BEGIN DOCUMENT EXCERPT
Viral Labubu Toys Linked to Uyghur Forced Labor Confirm Risks Long Exposed by VOC 

Pop Mart’s viral Labubu dolls, sold in “blind boxes” across U.S. retail stores, are linked to state-imposed forced labor in China’s Xinjiang Uyghur Autonomous Region, a new study confirms.


Independent laboratory testing verified by The New York Times and published today found that 16 of 20 Labubu dolls purchased in the United States for testing contained cotton whose isotopic signature traces directly to the Uyghur Region, where the Chinese Communist Party (CCP) has implemented the world’s largest contemporary system of state-imposed forced labor with up to three million Uyghurs and other ethnic groups at risk of coerced work. The Times investigation followed an anonymous tip received by Campaign for Uyghurs in 2025.
END DOCUMENT EXCERPT
BEGIN STUDY MATERIAL
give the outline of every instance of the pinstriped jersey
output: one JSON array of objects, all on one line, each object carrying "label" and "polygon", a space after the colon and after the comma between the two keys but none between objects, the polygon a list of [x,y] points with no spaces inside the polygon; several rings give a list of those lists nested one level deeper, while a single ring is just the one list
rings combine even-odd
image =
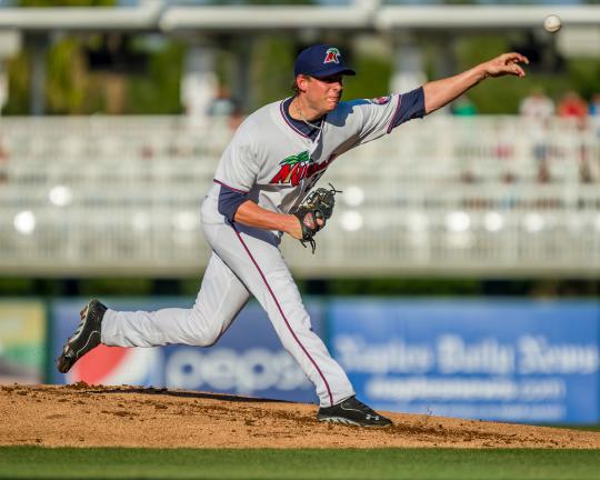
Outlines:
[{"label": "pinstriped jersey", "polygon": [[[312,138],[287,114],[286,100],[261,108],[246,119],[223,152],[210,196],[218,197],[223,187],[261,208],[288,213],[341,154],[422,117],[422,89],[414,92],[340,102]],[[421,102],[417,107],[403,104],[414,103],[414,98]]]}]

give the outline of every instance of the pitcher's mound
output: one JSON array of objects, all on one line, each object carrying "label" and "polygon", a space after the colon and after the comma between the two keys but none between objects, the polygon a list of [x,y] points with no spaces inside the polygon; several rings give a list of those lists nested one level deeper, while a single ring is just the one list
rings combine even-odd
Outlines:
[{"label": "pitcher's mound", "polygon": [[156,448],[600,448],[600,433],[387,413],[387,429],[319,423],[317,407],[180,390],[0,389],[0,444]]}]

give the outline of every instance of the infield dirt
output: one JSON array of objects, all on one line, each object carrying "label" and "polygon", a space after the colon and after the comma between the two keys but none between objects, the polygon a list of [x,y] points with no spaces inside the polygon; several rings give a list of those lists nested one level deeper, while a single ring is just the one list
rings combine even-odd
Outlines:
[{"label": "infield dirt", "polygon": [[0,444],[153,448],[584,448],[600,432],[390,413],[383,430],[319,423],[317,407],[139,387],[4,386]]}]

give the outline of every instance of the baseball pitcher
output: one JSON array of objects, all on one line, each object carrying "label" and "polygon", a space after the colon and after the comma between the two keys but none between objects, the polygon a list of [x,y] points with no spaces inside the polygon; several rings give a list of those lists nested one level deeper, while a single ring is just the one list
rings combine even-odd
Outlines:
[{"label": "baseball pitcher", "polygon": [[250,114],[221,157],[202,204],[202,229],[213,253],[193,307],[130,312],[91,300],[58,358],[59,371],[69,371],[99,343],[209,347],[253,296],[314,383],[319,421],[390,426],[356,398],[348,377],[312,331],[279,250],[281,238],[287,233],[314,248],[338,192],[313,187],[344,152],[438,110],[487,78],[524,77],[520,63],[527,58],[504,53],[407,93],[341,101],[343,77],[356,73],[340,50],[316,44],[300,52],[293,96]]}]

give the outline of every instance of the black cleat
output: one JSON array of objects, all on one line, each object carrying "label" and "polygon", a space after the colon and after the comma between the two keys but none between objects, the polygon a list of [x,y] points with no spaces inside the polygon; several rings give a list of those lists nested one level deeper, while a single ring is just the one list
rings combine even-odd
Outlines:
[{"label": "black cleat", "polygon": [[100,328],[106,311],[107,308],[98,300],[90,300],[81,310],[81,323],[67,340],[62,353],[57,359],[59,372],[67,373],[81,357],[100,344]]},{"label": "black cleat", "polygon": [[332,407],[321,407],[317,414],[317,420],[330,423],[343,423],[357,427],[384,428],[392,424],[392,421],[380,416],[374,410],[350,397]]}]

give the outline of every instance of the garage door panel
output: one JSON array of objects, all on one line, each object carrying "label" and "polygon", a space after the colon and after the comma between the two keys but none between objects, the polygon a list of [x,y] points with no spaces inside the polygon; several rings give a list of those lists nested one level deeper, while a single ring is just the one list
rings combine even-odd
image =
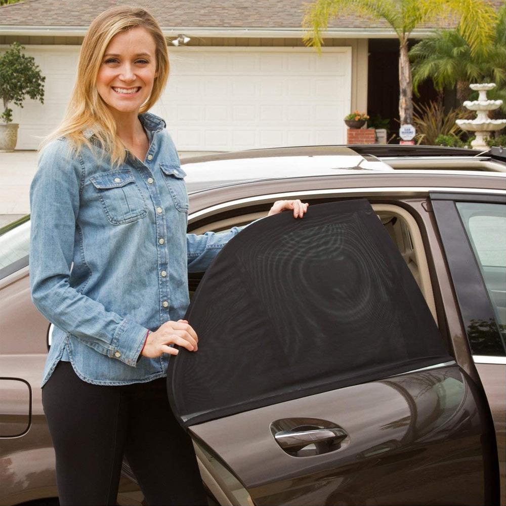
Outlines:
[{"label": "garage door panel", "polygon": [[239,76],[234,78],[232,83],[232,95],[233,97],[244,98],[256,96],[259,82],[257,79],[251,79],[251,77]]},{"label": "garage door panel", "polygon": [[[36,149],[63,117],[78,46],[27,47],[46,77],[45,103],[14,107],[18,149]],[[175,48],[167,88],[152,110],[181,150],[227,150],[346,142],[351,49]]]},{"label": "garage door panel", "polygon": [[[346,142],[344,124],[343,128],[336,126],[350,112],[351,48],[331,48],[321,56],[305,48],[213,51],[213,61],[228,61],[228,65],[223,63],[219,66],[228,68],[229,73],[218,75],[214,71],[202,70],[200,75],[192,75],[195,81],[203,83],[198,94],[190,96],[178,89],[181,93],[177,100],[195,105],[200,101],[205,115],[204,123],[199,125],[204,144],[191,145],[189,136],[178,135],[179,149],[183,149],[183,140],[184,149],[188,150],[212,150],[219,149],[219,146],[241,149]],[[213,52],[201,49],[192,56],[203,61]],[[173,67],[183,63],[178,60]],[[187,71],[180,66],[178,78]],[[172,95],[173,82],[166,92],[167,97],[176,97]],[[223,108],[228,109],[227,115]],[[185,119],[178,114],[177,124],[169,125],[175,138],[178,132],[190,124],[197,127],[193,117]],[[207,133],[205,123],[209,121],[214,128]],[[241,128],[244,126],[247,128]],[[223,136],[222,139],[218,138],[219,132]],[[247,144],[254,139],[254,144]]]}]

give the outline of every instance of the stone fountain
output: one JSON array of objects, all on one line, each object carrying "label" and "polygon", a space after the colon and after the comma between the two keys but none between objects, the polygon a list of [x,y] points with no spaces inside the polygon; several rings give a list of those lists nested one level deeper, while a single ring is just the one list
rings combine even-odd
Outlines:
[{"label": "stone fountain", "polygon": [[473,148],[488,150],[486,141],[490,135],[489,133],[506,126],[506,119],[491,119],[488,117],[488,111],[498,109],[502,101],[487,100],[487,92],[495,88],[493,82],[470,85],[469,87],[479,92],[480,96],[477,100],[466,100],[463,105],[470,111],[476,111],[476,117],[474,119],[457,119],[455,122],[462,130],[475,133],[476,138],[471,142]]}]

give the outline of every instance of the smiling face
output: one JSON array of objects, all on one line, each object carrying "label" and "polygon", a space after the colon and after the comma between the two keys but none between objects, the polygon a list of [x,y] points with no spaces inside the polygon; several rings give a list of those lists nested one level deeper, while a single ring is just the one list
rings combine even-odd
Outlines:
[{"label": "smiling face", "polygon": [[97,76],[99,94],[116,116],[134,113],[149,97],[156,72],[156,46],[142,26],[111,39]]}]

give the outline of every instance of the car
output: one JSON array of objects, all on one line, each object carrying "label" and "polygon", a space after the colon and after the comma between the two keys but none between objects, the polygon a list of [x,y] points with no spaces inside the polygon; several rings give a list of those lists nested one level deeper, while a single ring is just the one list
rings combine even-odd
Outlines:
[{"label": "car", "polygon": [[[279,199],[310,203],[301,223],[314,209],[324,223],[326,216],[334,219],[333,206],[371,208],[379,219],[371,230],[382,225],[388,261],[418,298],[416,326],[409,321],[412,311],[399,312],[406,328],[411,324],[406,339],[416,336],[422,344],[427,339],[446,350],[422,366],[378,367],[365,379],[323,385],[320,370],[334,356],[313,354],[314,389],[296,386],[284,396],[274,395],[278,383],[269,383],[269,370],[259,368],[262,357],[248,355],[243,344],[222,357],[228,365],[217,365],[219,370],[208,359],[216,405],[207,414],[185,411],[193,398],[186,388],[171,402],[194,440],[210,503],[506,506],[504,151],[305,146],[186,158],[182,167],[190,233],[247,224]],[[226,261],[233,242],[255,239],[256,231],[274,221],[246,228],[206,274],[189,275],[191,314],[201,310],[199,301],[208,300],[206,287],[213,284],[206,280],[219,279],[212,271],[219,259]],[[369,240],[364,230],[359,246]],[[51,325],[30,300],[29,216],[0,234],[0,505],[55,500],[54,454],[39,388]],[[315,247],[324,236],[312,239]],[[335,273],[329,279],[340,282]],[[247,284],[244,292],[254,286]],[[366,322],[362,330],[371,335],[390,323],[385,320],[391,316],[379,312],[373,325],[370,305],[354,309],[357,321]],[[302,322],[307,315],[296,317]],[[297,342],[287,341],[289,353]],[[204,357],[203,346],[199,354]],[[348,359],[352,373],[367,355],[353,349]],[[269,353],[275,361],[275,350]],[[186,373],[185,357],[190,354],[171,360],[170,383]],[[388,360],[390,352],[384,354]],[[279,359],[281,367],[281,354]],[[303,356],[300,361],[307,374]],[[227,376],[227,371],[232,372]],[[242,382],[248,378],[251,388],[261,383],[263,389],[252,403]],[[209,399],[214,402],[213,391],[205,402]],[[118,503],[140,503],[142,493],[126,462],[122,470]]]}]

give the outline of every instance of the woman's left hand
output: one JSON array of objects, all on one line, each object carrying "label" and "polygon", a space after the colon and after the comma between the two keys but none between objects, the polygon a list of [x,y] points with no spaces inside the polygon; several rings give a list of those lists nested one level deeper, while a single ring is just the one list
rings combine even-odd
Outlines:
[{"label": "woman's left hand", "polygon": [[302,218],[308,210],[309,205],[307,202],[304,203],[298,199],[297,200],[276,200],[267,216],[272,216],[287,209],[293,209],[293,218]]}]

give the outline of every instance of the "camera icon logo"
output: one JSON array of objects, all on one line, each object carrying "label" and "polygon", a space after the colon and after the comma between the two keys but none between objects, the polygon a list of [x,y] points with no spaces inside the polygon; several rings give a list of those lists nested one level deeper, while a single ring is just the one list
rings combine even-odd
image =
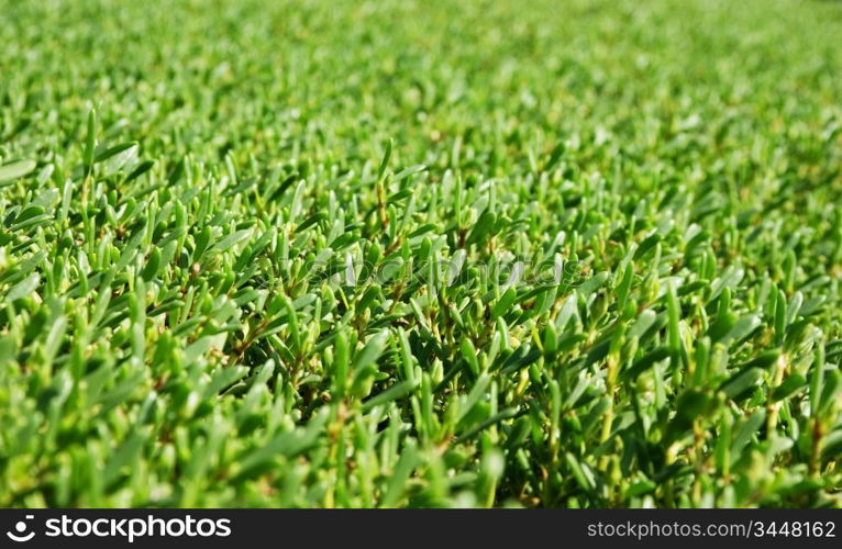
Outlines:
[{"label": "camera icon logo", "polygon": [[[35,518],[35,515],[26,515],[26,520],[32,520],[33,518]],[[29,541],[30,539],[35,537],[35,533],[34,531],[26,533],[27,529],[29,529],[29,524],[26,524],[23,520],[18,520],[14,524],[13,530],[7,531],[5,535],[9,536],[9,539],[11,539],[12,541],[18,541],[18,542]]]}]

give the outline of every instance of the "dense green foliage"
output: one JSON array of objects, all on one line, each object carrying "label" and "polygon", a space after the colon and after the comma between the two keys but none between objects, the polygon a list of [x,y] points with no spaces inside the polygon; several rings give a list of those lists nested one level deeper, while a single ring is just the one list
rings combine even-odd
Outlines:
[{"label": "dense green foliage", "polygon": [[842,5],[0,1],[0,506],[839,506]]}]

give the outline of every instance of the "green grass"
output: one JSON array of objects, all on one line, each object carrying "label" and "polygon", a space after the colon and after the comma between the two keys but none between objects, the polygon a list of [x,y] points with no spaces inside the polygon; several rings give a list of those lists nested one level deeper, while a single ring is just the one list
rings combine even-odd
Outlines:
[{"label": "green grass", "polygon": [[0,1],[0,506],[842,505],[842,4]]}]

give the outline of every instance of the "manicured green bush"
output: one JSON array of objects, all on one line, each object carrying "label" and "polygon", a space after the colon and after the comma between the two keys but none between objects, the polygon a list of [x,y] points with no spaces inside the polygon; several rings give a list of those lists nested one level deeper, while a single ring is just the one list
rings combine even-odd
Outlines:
END STUDY MATERIAL
**EXERCISE:** Return the full text about Labubu dolls and Uyghur forced labor, word for word.

**ANSWER BELOW:**
Viral Labubu Toys Linked to Uyghur Forced Labor Confirm Risks Long Exposed by VOC 

Pop Mart’s viral Labubu dolls, sold in “blind boxes” across U.S. retail stores, are linked to state-imposed forced labor in China’s Xinjiang Uyghur Autonomous Region, a new study confirms.


Independent laboratory testing verified by The New York Times and published today found that 16 of 20 Labubu dolls purchased in the United States for testing contained cotton whose isotopic signature traces directly to the Uyghur Region, where the Chinese Communist Party (CCP) has implemented the world’s largest contemporary system of state-imposed forced labor with up to three million Uyghurs and other ethnic groups at risk of coerced work. The Times investigation followed an anonymous tip received by Campaign for Uyghurs in 2025.